## TASK LIST
1. In the chapter overview on games and art, list the members of the network of agency that chapter 2 is said to consider.
2. Answer these questions from the chapter overview on games and art:
(a) What is the title of chapter 1?
(b) By when had printed table games in the style of the "game of the goose" become immensely popular?
(c) Whom does chapter 1 posit as master of the system of linear perspective?
3. Write the next part of the chapter overview on games and art, picking up after its final sentence.

[TEXT SEGMENT — start]

To set the stage, chapter 1, “The Grid as Symbolic Form: From Chess to Linear Perspective,” focuses on the paradigm of the grid and on the gridded chessboard’s resonance with urban and pictorial space. By examining the analogy of the game of chess as society and how chess represented mastery over intellectual systems, this chapter considers the relationship between chess and pictorial representation, positing the artist as master of the system of linear perspective and the painting as game (like the chessboard), mediating interactions between the artist and viewer through the system of the grid and the dialogic format of both the game and the painting.

Chapter 2, “Pathways of Play: Printed Game Boards in Counter-Reformation Italy,” considers the material culture of play in the salon in the form of printed game boards and the network of agency among artist, print, and player in the home. Printed table games in the style of the “game of the goose” became immensely popular by the end of the sixteenth century, not merely serving as entertainment but also mapping and reinflecting social and moral structures as players participated in virtual travel related to pilgrimage.

[TEXT SEGMENT — finish]
[DATA EXCERPTS — start]

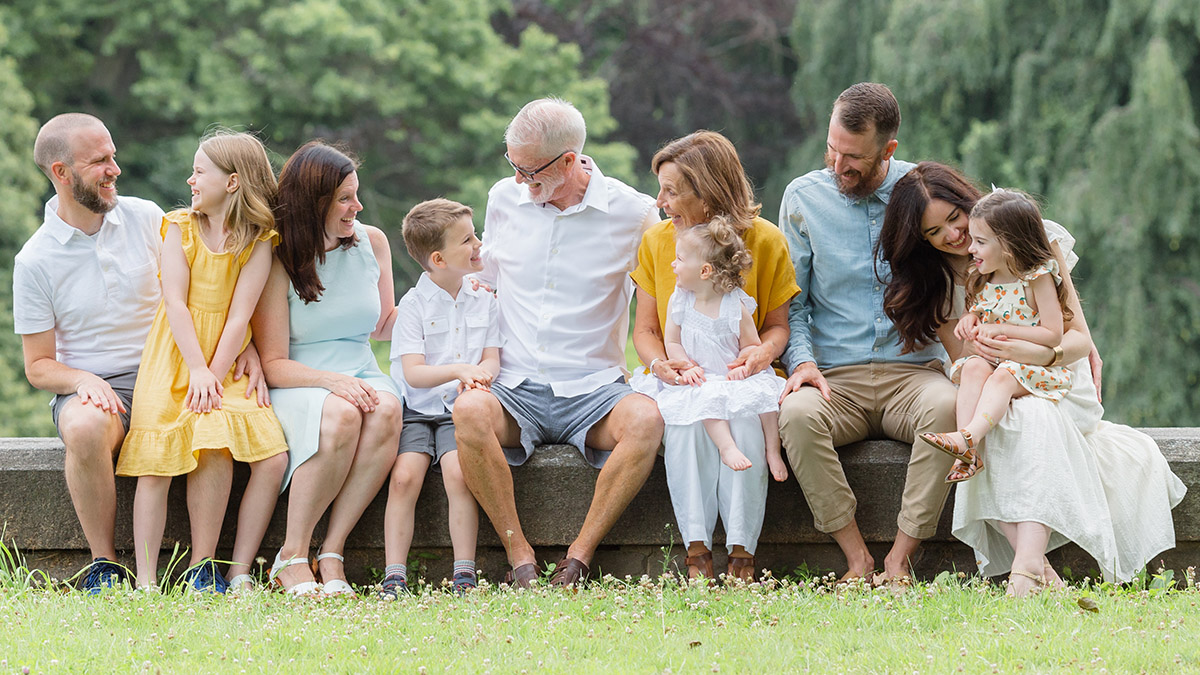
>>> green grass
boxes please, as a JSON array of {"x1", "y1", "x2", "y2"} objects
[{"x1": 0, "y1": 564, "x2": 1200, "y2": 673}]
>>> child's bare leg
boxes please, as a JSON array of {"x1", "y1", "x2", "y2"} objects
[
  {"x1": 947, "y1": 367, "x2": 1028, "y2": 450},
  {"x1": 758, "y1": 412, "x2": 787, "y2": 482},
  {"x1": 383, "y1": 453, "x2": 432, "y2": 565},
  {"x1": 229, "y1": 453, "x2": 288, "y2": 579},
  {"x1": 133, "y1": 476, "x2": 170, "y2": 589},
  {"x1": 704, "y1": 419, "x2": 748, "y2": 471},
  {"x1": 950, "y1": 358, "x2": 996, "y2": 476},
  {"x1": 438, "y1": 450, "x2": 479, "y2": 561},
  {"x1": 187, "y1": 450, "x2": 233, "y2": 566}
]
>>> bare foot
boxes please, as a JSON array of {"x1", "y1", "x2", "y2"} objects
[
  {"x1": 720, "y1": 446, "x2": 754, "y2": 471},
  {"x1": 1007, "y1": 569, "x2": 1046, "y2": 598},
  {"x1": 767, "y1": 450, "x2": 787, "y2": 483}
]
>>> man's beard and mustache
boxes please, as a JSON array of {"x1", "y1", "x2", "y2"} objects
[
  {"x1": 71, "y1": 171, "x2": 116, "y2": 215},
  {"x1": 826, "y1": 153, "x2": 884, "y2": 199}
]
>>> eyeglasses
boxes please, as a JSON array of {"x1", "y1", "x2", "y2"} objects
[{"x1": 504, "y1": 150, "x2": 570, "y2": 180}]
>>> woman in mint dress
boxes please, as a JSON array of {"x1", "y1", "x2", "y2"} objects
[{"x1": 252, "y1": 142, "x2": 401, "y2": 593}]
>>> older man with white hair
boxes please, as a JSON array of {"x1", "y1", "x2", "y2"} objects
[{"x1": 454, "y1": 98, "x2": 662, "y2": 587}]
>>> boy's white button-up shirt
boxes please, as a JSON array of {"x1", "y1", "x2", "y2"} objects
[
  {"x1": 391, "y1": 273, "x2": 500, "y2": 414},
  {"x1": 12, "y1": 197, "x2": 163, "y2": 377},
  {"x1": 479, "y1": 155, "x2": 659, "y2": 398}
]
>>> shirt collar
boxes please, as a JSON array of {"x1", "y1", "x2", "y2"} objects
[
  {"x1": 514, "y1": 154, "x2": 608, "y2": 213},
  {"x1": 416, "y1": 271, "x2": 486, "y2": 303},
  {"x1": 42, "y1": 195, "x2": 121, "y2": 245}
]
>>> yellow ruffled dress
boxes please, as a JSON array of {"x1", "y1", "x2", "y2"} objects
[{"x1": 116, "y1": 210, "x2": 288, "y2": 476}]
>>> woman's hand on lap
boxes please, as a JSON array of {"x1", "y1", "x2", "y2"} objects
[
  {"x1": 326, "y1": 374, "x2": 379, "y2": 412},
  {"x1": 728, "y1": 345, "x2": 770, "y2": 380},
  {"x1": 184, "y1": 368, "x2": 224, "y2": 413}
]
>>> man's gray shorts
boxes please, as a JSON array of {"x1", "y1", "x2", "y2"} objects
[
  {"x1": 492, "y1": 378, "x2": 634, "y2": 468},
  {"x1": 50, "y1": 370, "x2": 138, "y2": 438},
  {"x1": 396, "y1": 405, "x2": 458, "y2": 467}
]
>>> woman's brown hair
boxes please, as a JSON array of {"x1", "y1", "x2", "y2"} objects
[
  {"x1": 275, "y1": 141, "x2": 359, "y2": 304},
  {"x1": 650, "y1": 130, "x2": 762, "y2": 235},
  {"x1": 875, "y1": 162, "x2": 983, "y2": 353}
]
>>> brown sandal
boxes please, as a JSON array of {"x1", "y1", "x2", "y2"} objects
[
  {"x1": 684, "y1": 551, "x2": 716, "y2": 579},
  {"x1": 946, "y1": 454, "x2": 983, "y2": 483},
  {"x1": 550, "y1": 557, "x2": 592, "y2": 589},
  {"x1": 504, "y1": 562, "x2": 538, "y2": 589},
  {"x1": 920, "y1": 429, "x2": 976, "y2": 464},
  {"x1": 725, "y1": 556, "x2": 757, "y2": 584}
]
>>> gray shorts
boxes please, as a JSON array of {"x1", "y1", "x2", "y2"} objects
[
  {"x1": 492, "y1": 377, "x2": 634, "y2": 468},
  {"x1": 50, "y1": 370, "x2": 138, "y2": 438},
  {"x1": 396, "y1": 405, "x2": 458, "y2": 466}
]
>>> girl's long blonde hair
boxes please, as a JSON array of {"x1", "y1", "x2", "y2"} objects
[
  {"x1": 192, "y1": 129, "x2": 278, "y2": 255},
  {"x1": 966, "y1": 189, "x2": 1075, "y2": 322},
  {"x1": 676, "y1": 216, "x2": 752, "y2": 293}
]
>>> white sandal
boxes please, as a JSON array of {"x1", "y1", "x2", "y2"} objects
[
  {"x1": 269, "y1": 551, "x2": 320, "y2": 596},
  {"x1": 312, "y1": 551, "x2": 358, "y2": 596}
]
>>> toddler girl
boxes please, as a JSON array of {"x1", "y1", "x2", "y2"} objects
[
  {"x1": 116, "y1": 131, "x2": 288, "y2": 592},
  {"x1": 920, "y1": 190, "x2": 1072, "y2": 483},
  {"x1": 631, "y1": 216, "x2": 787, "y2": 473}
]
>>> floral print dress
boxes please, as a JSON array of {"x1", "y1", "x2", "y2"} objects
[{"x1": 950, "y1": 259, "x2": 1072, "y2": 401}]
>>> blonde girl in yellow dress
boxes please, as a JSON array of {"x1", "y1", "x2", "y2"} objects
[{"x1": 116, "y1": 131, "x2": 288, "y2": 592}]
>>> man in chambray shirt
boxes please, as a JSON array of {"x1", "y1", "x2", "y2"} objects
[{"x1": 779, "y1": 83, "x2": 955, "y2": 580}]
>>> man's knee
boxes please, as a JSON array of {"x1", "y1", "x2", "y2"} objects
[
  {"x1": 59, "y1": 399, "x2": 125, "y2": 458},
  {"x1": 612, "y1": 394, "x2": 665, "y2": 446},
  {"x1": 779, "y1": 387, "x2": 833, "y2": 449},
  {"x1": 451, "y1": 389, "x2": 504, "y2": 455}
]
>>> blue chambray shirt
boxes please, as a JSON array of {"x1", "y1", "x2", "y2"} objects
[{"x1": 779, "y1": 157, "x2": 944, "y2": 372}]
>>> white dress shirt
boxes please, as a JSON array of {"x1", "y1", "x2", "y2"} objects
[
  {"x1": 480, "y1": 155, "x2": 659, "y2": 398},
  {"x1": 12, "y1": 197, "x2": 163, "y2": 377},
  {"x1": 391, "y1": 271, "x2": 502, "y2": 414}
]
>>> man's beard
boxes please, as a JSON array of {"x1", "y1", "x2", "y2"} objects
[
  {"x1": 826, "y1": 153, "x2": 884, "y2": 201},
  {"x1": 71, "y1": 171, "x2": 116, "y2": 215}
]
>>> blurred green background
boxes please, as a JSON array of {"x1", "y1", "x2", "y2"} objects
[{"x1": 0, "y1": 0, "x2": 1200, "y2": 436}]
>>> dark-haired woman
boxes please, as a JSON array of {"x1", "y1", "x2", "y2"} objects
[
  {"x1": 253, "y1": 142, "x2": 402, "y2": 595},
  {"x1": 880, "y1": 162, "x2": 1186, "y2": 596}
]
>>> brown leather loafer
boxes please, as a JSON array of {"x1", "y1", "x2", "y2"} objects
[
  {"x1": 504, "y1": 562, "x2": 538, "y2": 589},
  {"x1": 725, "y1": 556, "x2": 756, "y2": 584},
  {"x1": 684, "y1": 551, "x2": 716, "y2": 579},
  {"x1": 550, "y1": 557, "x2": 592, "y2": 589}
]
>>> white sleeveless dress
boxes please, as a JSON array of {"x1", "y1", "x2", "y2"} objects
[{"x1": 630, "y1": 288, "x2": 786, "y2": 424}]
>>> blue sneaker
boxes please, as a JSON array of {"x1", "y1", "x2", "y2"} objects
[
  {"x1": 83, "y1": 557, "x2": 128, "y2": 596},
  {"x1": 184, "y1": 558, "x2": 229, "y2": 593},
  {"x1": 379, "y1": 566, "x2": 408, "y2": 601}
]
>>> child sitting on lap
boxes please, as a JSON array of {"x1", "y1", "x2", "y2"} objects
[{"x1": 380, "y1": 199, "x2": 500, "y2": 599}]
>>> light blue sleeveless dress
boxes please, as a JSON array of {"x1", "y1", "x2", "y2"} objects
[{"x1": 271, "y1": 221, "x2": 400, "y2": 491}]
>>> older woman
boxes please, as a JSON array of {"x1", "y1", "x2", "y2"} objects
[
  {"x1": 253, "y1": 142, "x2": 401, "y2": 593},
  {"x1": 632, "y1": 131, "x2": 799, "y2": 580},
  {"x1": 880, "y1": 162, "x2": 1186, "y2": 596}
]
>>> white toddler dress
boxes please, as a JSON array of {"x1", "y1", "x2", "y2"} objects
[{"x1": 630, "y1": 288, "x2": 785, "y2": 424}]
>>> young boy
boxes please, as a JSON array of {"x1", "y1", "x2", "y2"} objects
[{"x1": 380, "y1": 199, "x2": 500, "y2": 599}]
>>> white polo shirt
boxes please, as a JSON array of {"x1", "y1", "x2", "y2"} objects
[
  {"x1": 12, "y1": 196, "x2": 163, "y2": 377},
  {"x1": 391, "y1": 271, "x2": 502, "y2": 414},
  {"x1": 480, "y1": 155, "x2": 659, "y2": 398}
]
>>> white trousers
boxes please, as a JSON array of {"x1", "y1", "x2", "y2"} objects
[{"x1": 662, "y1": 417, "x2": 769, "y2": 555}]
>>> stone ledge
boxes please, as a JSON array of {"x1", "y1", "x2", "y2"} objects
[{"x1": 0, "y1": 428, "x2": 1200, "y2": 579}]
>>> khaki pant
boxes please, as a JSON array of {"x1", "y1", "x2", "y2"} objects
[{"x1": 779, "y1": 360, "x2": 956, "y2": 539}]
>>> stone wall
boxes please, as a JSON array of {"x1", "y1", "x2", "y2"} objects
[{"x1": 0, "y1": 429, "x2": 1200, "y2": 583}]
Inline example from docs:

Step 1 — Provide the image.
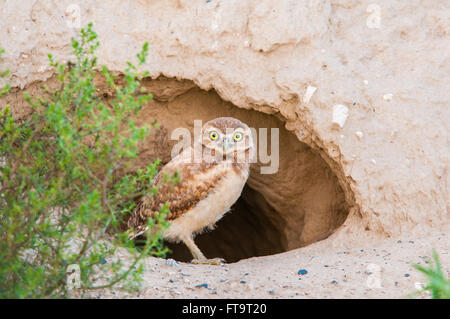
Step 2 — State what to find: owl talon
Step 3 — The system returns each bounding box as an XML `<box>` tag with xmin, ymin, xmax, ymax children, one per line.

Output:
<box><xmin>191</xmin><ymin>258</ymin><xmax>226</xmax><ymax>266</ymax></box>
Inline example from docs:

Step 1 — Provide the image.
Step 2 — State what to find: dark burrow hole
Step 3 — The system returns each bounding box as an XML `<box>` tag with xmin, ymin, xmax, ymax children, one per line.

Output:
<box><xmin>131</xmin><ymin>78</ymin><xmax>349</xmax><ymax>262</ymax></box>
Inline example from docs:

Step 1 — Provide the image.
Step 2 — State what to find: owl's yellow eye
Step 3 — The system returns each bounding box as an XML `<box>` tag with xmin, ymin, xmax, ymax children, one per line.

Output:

[DATA EXCERPTS — finish]

## ANSWERS PROVIDED
1. artist, print, player

2.
(a) "The Grid as Symbolic Form: From Chess to Linear Perspective"
(b) By the end of the sixteenth century
(c) The artist

3.
Moving outward into the spaces in which games were played, chapter 3, “Performing Pictures: Parlor Games and Visual Engagement in the Cinquecento,” examines how the play and performance of parlor games in mid-sixteenth-century aristocratic salons invoked and created models for sensory, and in particular visual, engagement. This chapter contributes to the central thesis of the dissertation—that game play was a mode of representation grounded in artistic expression, language, performance, and material culture—by exploring how aristocratic participants imaginatively created and performed works of art during parlor games.

Chapter 4, “Power over the Piazza: Civic Ritual and Quotidian Play,” considers the significance and evolution of a century of public games in the urban space of Florence, from the foundation of the duchy in 1530 to the plague of 1630 and the rapid economic decline that followed. Public games sanctioned by the Medici government as well as transitory activities of play in the communal street forged competing jurisdictions over urban space. Transgressive quotidian games had a direct impact on the city’s socially invested topography, thereby contributing to Florentine identity within, between, and beyond factions.